▶ [AIM OF THE TASK] For the data that follows, return each line unchanged and drop the pictures.

▶ [EXERCISE MATERIALS]
***
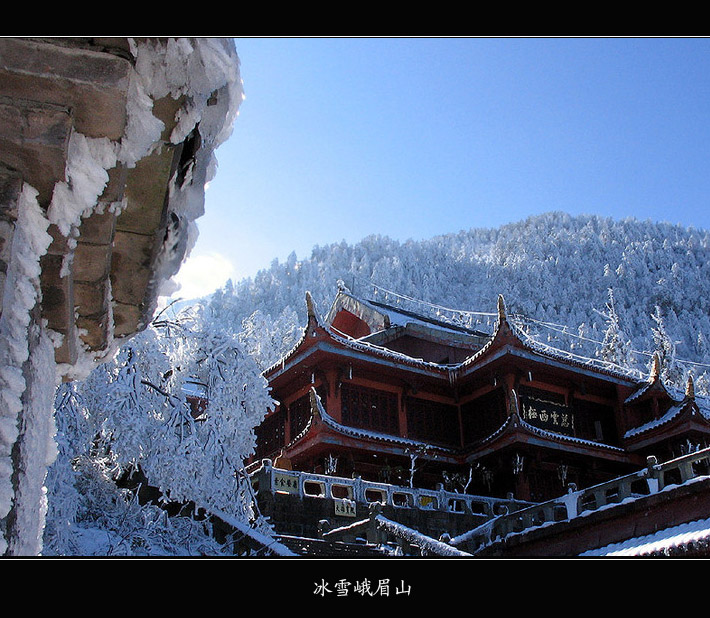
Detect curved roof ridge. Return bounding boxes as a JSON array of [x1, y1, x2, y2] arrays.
[[455, 294, 643, 385], [265, 290, 646, 391], [262, 291, 328, 376], [624, 393, 710, 440]]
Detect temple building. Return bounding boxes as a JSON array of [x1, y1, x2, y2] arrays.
[[253, 285, 710, 504]]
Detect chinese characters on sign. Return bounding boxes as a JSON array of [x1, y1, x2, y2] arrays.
[[314, 579, 411, 597], [519, 395, 575, 436], [273, 471, 299, 494]]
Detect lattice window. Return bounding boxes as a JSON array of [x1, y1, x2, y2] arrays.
[[406, 397, 460, 446], [341, 383, 399, 436], [255, 408, 286, 459]]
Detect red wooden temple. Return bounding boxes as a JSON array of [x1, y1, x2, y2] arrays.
[[252, 286, 710, 503]]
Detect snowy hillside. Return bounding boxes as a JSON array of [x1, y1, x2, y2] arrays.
[[210, 211, 710, 391]]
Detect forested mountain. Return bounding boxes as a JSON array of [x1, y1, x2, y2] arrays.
[[213, 211, 710, 391]]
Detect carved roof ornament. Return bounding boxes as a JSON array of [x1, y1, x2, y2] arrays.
[[306, 290, 316, 320], [309, 386, 323, 421], [497, 294, 507, 323], [508, 388, 520, 419], [686, 374, 695, 399], [649, 352, 661, 382]]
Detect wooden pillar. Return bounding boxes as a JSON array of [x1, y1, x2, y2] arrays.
[[327, 367, 342, 423], [281, 401, 291, 446], [514, 472, 533, 502], [503, 372, 517, 420], [398, 388, 408, 438]]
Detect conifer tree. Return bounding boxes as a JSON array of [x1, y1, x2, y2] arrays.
[[651, 305, 683, 387], [597, 288, 633, 368]]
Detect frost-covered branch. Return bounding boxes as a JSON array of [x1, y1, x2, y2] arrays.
[[45, 301, 276, 555]]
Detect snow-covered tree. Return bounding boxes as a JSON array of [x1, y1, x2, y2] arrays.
[[44, 301, 276, 555], [651, 304, 683, 386], [239, 307, 302, 370], [44, 383, 232, 557], [211, 213, 710, 383], [597, 288, 633, 368]]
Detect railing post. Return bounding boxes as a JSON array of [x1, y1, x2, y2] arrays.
[[646, 455, 661, 493], [593, 489, 606, 510], [679, 460, 695, 484], [262, 458, 274, 492], [367, 503, 384, 545], [317, 519, 331, 539], [436, 483, 446, 512], [540, 504, 554, 524], [562, 483, 578, 519], [617, 478, 632, 501], [353, 476, 363, 503]]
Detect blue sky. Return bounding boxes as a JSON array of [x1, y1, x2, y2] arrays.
[[173, 37, 710, 300]]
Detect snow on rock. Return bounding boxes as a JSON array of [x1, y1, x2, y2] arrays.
[[0, 185, 53, 553], [124, 37, 243, 301], [2, 37, 243, 555], [46, 133, 117, 241], [6, 326, 57, 555]]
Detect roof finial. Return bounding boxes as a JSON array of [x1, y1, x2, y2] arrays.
[[309, 386, 323, 419], [649, 352, 661, 381], [497, 294, 507, 322], [306, 290, 316, 319], [508, 388, 519, 418], [686, 374, 695, 399]]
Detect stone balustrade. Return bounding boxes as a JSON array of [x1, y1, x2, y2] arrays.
[[248, 458, 533, 519], [452, 446, 710, 553]]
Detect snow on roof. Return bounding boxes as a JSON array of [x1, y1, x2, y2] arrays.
[[623, 398, 710, 439], [579, 516, 710, 556], [263, 291, 460, 378], [446, 295, 643, 390], [330, 284, 495, 336], [364, 297, 490, 337], [624, 370, 672, 404], [624, 380, 657, 404], [329, 289, 646, 387], [507, 316, 644, 383], [326, 322, 456, 372], [333, 287, 647, 381], [267, 287, 661, 408]]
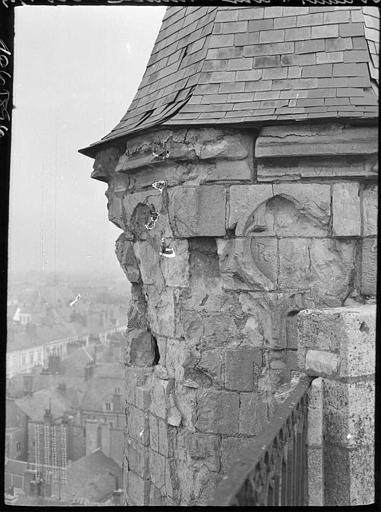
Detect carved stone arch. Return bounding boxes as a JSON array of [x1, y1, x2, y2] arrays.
[[244, 193, 328, 238]]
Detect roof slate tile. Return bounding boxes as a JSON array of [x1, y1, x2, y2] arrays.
[[297, 13, 323, 26], [311, 24, 339, 39], [324, 10, 350, 24], [285, 27, 311, 41], [339, 22, 365, 37], [259, 30, 285, 44], [274, 16, 297, 29], [302, 64, 333, 78]]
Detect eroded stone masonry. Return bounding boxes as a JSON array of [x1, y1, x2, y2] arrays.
[[80, 5, 378, 505], [89, 123, 377, 506]]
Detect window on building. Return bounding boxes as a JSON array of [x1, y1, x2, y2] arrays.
[[16, 442, 21, 455], [105, 402, 112, 411], [21, 354, 26, 366], [115, 387, 120, 394]]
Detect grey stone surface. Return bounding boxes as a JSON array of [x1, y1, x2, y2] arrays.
[[361, 237, 377, 296], [255, 125, 378, 158], [362, 184, 378, 236], [225, 348, 262, 391], [196, 390, 239, 434], [332, 182, 361, 236], [217, 238, 277, 291], [168, 186, 226, 237], [228, 184, 273, 236]]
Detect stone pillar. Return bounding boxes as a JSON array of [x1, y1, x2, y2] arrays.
[[91, 122, 377, 506], [297, 305, 375, 506]]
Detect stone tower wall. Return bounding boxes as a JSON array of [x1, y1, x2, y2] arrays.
[[91, 122, 377, 505]]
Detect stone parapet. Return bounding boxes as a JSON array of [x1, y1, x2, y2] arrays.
[[297, 305, 375, 506]]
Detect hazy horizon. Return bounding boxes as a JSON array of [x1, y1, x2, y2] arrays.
[[8, 5, 166, 279]]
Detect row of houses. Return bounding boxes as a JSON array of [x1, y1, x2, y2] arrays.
[[5, 339, 126, 505]]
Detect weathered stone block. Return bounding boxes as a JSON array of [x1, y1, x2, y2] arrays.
[[324, 443, 374, 506], [278, 238, 355, 302], [109, 172, 129, 193], [323, 379, 374, 448], [149, 484, 164, 506], [305, 350, 339, 376], [347, 444, 375, 505], [134, 240, 164, 288], [257, 154, 378, 181], [308, 377, 323, 446], [197, 349, 224, 386], [362, 184, 378, 236], [115, 235, 141, 283], [199, 134, 249, 161], [168, 186, 226, 237], [338, 306, 376, 378], [149, 414, 159, 452], [273, 183, 330, 235], [297, 305, 376, 378], [361, 237, 377, 296], [149, 450, 166, 490], [201, 312, 240, 349], [217, 238, 277, 291], [239, 393, 269, 436], [158, 419, 170, 457], [92, 147, 120, 182], [225, 348, 262, 391], [126, 438, 149, 479], [196, 390, 239, 434], [240, 291, 315, 349], [332, 182, 361, 236], [307, 446, 323, 506], [228, 184, 273, 236], [126, 470, 150, 506], [160, 239, 190, 287], [211, 159, 251, 182], [122, 189, 163, 239], [127, 406, 149, 446], [221, 437, 258, 473], [165, 338, 187, 381], [297, 309, 342, 352], [108, 192, 125, 230], [188, 433, 220, 471], [150, 379, 169, 420], [255, 124, 378, 158], [145, 286, 175, 337]]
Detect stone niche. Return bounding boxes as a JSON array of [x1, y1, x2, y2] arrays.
[[92, 123, 377, 506]]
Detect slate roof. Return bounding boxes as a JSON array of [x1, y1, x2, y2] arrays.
[[80, 363, 124, 411], [80, 5, 379, 157], [15, 386, 79, 421], [61, 449, 122, 504]]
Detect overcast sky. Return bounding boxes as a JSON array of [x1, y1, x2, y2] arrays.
[[8, 5, 166, 278]]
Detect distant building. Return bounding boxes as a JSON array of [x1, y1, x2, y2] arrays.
[[60, 449, 122, 505]]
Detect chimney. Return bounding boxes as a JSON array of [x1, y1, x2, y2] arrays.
[[112, 489, 123, 506], [112, 477, 123, 506], [58, 382, 66, 393], [43, 408, 53, 425], [112, 392, 121, 412]]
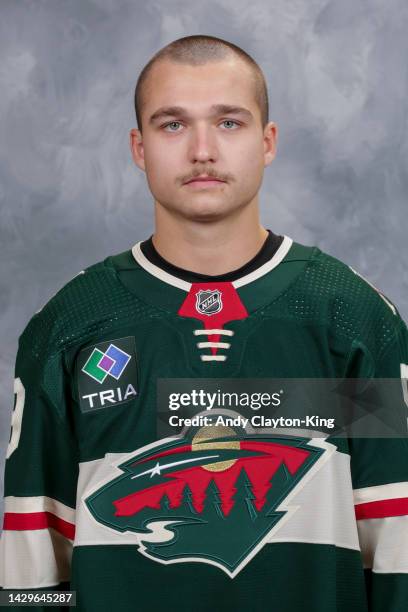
***
▶ [EXERCISE RESPONSE]
Detect curved roof ridge. Return bounding boxes as a JSON array of [x1, y1, x2, y2] arrays.
[[455, 294, 643, 385], [265, 290, 646, 391], [262, 291, 328, 376], [624, 393, 710, 440]]
Detect temple building. Return bounding boxes as a JSON array of [x1, y1, x2, y2] arrays.
[[253, 285, 710, 504]]
Detect chinese characters on sign. Return bounding boxes as a JSON array of [x1, y1, x2, y2] arrays.
[[314, 579, 411, 597], [519, 395, 575, 436], [273, 471, 299, 494]]
Detect lattice window. Return bounding boxes as a JSON array of [x1, y1, x2, y2] arrays.
[[406, 397, 460, 446], [341, 383, 399, 436], [255, 408, 286, 459]]
Detect red wooden temple. Return bounding boxes as a JSON array of [x1, y1, x2, y2] arrays.
[[252, 286, 710, 503]]
Detect snowy hillside. Return bounding boxes as a JSON array of [x1, y1, x2, y2] arrays.
[[210, 211, 710, 391]]
Detect forested mountain. Return bounding boxes as a JSON array of [x1, y1, x2, y2] arrays.
[[213, 211, 710, 391]]
Detect carved roof ornament. Return bounding boxes as a JSON array of [x1, y1, x2, y2] arrays.
[[306, 290, 316, 320], [309, 386, 323, 421], [497, 294, 507, 323], [508, 388, 520, 419], [686, 374, 695, 399], [649, 352, 661, 382]]
Detect wooden pillar. Return bounding boxes as a JSON array of [x1, y1, x2, y2] arrays.
[[327, 367, 342, 423], [281, 401, 291, 446], [514, 472, 533, 502], [503, 372, 517, 420], [398, 388, 408, 438]]
Detect conifer tree. Return bounding boxes as a JSON array of [x1, y1, x2, y2] arrays.
[[651, 305, 683, 387], [597, 288, 633, 368]]
Detect frost-covered branch. Return bounding boxes as a JSON array of [x1, y1, x2, y2] arrays.
[[45, 301, 276, 555]]
Detect snow-covered tree. Return bounding boxes as a JSON array of [x1, y1, x2, y2] arrays.
[[44, 301, 276, 555], [651, 304, 683, 386], [239, 307, 302, 370], [44, 383, 232, 557], [211, 213, 710, 383], [597, 288, 633, 368]]
Detect railing post. Return bounding boxes as a JSON array of [x1, y1, x2, y2] arrays.
[[646, 455, 661, 493], [593, 489, 606, 510], [679, 460, 695, 484], [262, 458, 274, 492], [367, 503, 384, 545], [317, 519, 331, 539], [436, 483, 446, 512], [540, 504, 554, 524], [562, 483, 578, 519], [617, 478, 632, 501], [353, 476, 363, 503]]
Detect blue sky. Return bounding boxes as a JSON array of [x1, y1, x2, y2] arrays.
[[173, 37, 710, 300]]
Detect snow on rock. Return bounding boxes as a JSON array of [x1, y1, x2, y2] arrays.
[[0, 185, 53, 553], [124, 37, 243, 301], [2, 37, 243, 555], [46, 133, 117, 241], [6, 326, 57, 555]]
Detect roof finial. Return bounding boxes as a JSON array of [x1, y1, x2, y2] arrays.
[[309, 386, 323, 419], [649, 352, 661, 381], [497, 294, 507, 322], [306, 290, 316, 319], [508, 388, 519, 418], [686, 374, 695, 399]]
Detect stone balustrade. Return bounding boxes as a JSON array of [x1, y1, x2, y2] arrays.
[[248, 458, 533, 519], [452, 446, 710, 553]]
Detect snow on roof. Return bounding boxes as a JSON array of [x1, y1, x2, y2] arrays.
[[623, 398, 710, 439], [579, 516, 710, 556], [263, 291, 460, 378], [446, 295, 643, 390], [330, 284, 495, 336], [364, 297, 490, 337], [624, 370, 672, 404], [624, 380, 657, 404], [329, 289, 646, 387], [507, 316, 644, 383], [326, 322, 456, 372], [333, 287, 647, 381], [267, 287, 661, 408]]
Detect carved stone arch. Return bounding boxes as a JSON array of [x1, y1, x2, y2] arrays.
[[244, 193, 328, 238]]
Detect roof slate tile. Return bounding boxes as a JSON array of [x1, y1, x2, y2] arrays.
[[297, 13, 323, 26], [311, 24, 339, 39], [324, 10, 350, 24], [285, 27, 311, 41], [339, 22, 365, 37], [259, 30, 285, 44], [274, 16, 297, 29], [302, 64, 333, 78]]
Detect eroded stone masonry. Return bounding boxes as a JSON array of [x1, y1, x2, y2] arrays.
[[80, 5, 378, 505], [89, 123, 377, 506]]
Detect window on building. Return bounding boxes as a JSON array of [x1, y1, x2, y2] arrays.
[[16, 442, 21, 455], [105, 402, 112, 411], [21, 354, 26, 366], [115, 387, 120, 394]]
Detect grey stone surface. Return bounding boxes as a JSON array of [x1, y1, x2, y2] arrays.
[[361, 237, 377, 296], [255, 125, 378, 158], [362, 184, 378, 236], [225, 348, 262, 391], [196, 390, 239, 434], [332, 182, 361, 236], [217, 238, 277, 291], [168, 186, 226, 237], [228, 184, 273, 236]]
Detect stone pillar. Return bounding boxes as a JSON array of [x1, y1, x2, y2] arrays.
[[91, 122, 377, 506], [297, 305, 375, 506]]
Detect stone tower wall. Return bounding boxes as a JSON array of [x1, y1, x2, y2] arrays.
[[91, 122, 377, 505]]
Detect stone parapet. Return bounding boxes as a JSON array of [x1, y1, x2, y2] arrays.
[[297, 305, 375, 506]]
Detect hazy horizon. Return bounding boxes as a JSON array of [x1, y1, x2, y2] arrays.
[[8, 5, 166, 279]]
Detect row of houses. Return bounding boxes as a JSON array of [x1, y1, x2, y2] arrays.
[[5, 339, 126, 505]]
Detect weathered stone block. Return bounding boxes as a JSON array of [x1, y1, x2, y2] arrays.
[[324, 443, 374, 506], [278, 238, 355, 302], [109, 172, 129, 193], [323, 379, 374, 448], [149, 484, 164, 506], [305, 350, 339, 376], [347, 444, 375, 505], [134, 240, 164, 288], [257, 154, 378, 181], [308, 377, 323, 446], [197, 349, 224, 386], [362, 184, 378, 236], [115, 235, 141, 283], [199, 134, 249, 161], [168, 186, 226, 237], [338, 306, 376, 378], [149, 414, 159, 452], [273, 183, 330, 235], [297, 305, 376, 378], [361, 237, 377, 296], [149, 450, 166, 490], [201, 312, 240, 349], [217, 238, 277, 291], [239, 393, 269, 436], [158, 419, 170, 457], [92, 147, 120, 182], [225, 348, 262, 391], [126, 438, 149, 479], [196, 390, 239, 434], [240, 291, 315, 349], [332, 182, 361, 236], [307, 446, 323, 506], [228, 184, 273, 236], [126, 470, 150, 506], [160, 239, 190, 287], [211, 159, 251, 182], [122, 189, 163, 239], [127, 406, 149, 446], [221, 437, 258, 473], [165, 338, 187, 381], [297, 309, 342, 352], [108, 192, 125, 230], [188, 433, 220, 471], [150, 379, 169, 420], [255, 124, 378, 158], [145, 286, 175, 337]]
Detect stone niche. Return bounding boxes as a JSON array of [x1, y1, x2, y2] arrays.
[[92, 123, 377, 506]]
Detect slate roof. Return bounding boxes as a JSON array of [x1, y1, x2, y2] arrays.
[[80, 363, 124, 411], [80, 5, 379, 157], [15, 386, 79, 421], [61, 449, 122, 504]]
Detect overcast sky. Return bounding boxes as a JSON array of [x1, y1, x2, y2] arrays.
[[8, 5, 166, 278]]
Detect distant building. Return bounding boxes as a JSON array of [x1, y1, x2, y2] arrays.
[[60, 449, 122, 505]]
Detect chimney. Return bounding boxes as a JSON array of [x1, y1, x2, y2] arrays.
[[112, 489, 123, 506], [112, 477, 123, 506], [58, 382, 66, 393], [43, 408, 53, 425], [112, 392, 121, 412]]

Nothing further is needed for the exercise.